● PROMPT
Return every record below exactly as written, omitting any pictures.

------ RECORDS SHOWN

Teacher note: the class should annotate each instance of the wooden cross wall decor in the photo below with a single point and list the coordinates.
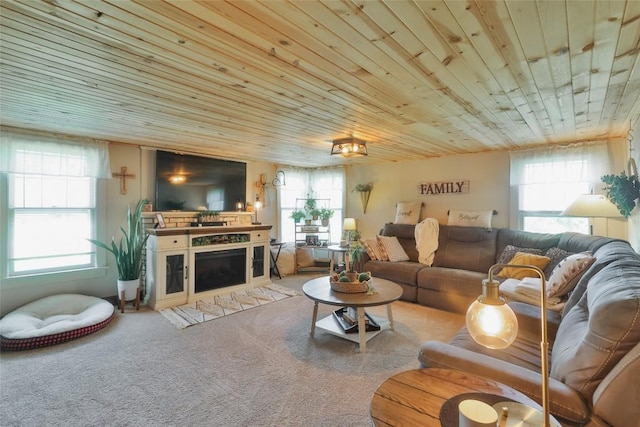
(123, 175)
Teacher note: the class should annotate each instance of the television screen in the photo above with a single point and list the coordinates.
(189, 183)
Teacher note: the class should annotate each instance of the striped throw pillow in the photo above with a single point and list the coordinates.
(392, 248)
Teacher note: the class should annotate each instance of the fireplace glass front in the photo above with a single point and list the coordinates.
(219, 269)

------------

● EXPECTED OUTPUT
Teacher note: the class should annotate each instance of the wooden cross wall decor in the photo below with a single point and list the coordinates.
(123, 175)
Teacher note: the class should annotate each instance of the television screen in the photo above with a single point and list the coordinates.
(189, 183)
Teacher note: the class should annotate each instance of the striped throw pillow in the photo above with a single point and list the coordinates.
(392, 248)
Teacher note: the class should annotate each instance of the fireplace glass front in the photo above with a single point and list the coordinates.
(219, 269)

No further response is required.